WHAT THE TASK REQUIRES
Copy each line of the data that has "cloud" in it.

Data extracted from a collection
*** Begin section ***

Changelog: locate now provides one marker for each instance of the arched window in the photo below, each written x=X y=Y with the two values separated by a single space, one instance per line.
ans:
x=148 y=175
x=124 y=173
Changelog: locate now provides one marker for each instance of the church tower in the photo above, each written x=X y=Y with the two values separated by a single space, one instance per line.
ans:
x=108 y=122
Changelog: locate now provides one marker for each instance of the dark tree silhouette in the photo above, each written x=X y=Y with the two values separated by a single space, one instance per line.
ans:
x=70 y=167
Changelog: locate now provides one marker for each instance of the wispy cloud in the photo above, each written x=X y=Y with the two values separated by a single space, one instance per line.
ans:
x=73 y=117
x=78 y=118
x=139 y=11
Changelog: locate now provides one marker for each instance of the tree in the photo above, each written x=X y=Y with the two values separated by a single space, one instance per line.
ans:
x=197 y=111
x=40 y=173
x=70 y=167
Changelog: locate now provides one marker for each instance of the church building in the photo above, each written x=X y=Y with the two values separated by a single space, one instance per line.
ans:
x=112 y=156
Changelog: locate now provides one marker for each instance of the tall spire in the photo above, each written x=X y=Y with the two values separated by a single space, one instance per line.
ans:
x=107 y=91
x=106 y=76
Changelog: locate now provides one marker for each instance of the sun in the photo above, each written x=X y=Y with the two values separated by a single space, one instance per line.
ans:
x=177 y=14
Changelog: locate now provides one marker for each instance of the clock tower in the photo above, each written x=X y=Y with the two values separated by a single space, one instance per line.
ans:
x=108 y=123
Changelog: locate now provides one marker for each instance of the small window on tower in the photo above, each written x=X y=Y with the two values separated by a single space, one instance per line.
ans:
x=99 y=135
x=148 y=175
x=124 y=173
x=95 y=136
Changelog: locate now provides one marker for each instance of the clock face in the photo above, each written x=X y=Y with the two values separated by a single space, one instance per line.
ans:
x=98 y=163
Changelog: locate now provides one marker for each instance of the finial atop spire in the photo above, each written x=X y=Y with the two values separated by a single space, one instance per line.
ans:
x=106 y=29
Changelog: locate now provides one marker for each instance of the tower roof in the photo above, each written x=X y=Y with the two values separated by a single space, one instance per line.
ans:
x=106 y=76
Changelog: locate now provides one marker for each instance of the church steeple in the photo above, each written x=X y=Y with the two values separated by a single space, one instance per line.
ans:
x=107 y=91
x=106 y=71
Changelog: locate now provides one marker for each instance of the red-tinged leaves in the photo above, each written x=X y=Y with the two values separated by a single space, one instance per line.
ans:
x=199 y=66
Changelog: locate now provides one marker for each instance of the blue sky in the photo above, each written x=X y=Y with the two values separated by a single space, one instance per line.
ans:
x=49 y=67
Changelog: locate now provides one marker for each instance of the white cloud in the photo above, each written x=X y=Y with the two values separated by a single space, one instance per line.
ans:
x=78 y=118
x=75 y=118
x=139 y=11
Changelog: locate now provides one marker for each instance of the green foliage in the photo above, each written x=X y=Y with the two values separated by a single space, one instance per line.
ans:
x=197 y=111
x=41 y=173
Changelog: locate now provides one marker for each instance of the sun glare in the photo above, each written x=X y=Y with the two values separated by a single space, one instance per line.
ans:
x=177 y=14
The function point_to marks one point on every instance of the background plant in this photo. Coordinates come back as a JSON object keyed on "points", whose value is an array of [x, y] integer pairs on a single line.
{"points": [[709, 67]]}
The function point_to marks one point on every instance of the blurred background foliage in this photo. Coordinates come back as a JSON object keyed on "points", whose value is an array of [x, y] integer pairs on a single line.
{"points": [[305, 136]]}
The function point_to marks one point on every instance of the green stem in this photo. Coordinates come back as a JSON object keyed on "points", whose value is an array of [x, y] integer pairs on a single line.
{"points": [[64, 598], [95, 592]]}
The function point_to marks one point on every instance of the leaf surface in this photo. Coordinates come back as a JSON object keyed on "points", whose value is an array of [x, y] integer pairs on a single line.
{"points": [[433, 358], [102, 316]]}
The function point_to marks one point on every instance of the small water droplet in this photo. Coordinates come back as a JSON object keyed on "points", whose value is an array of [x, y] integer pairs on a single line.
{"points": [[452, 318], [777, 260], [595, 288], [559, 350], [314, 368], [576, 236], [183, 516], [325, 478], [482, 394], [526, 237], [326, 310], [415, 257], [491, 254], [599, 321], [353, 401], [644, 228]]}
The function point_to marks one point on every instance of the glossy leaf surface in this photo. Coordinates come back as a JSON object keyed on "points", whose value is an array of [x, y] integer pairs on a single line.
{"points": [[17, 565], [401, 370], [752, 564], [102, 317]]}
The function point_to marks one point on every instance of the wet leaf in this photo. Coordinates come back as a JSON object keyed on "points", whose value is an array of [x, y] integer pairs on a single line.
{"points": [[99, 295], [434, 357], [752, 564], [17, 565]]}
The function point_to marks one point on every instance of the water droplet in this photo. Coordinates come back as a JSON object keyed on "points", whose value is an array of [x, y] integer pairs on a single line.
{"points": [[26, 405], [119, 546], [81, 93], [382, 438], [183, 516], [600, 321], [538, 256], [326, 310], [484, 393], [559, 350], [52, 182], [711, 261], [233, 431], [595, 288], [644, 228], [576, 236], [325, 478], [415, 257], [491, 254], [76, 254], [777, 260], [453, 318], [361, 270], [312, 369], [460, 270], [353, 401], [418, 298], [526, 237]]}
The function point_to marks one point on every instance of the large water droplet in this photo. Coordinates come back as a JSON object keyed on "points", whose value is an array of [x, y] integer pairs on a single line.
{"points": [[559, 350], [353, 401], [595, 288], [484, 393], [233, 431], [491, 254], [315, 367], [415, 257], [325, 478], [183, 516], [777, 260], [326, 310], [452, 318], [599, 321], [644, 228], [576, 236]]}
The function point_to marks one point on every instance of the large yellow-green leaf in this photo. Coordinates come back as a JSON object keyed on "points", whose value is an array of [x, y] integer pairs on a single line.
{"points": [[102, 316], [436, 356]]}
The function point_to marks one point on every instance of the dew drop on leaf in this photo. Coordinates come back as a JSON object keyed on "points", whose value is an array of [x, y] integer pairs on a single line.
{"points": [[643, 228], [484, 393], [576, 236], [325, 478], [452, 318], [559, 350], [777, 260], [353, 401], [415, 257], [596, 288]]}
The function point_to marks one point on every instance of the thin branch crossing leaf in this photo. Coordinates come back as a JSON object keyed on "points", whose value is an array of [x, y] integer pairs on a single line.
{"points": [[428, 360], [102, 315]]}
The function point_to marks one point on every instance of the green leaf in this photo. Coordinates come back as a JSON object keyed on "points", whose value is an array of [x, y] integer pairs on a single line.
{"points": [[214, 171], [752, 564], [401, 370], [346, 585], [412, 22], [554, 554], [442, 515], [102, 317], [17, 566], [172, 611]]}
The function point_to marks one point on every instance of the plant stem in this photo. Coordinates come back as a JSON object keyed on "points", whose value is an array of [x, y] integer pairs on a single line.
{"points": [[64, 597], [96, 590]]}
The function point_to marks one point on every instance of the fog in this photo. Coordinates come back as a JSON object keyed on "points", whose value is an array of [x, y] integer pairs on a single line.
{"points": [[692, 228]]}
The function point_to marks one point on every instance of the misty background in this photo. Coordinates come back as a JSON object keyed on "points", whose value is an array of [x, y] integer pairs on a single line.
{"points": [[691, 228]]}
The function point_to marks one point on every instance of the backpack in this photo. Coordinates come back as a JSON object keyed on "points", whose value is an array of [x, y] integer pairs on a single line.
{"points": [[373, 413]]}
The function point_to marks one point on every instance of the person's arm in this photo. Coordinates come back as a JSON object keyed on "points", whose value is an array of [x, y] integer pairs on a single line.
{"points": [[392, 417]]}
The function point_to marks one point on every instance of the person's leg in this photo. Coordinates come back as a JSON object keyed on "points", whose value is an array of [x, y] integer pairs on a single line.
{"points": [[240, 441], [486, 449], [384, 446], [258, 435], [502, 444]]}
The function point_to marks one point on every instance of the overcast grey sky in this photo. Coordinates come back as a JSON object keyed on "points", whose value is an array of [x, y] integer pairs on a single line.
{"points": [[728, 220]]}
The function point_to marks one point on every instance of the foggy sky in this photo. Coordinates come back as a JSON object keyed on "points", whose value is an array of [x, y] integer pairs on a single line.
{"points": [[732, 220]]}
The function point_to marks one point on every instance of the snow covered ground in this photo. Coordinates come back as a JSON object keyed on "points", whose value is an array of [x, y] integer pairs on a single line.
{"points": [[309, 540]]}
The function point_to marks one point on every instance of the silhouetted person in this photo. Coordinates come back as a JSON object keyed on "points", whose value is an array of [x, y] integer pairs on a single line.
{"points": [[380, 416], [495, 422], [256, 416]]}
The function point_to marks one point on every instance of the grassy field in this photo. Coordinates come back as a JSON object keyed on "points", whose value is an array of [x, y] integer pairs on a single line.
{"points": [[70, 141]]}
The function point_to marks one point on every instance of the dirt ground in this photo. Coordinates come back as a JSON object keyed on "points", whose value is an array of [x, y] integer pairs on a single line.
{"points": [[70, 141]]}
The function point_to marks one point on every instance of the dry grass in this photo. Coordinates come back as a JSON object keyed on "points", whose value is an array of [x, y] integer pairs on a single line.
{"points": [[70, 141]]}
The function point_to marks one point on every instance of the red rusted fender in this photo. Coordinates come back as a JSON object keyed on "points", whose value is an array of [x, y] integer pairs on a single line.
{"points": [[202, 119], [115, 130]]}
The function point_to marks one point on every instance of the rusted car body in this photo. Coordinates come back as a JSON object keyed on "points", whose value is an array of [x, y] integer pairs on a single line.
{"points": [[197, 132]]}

*** End section ***

SOLUTION FOR THIS TASK
Changelog: locate now provides one marker for each instance of the wispy cloud in the photo above, each written x=X y=Y with the two values separated by a single space, one instance per line.
Changelog: locate now provides one marker for each instance of the white cloud in the photo above, each written x=X y=Y with the two values separated by a single space, one instance per line.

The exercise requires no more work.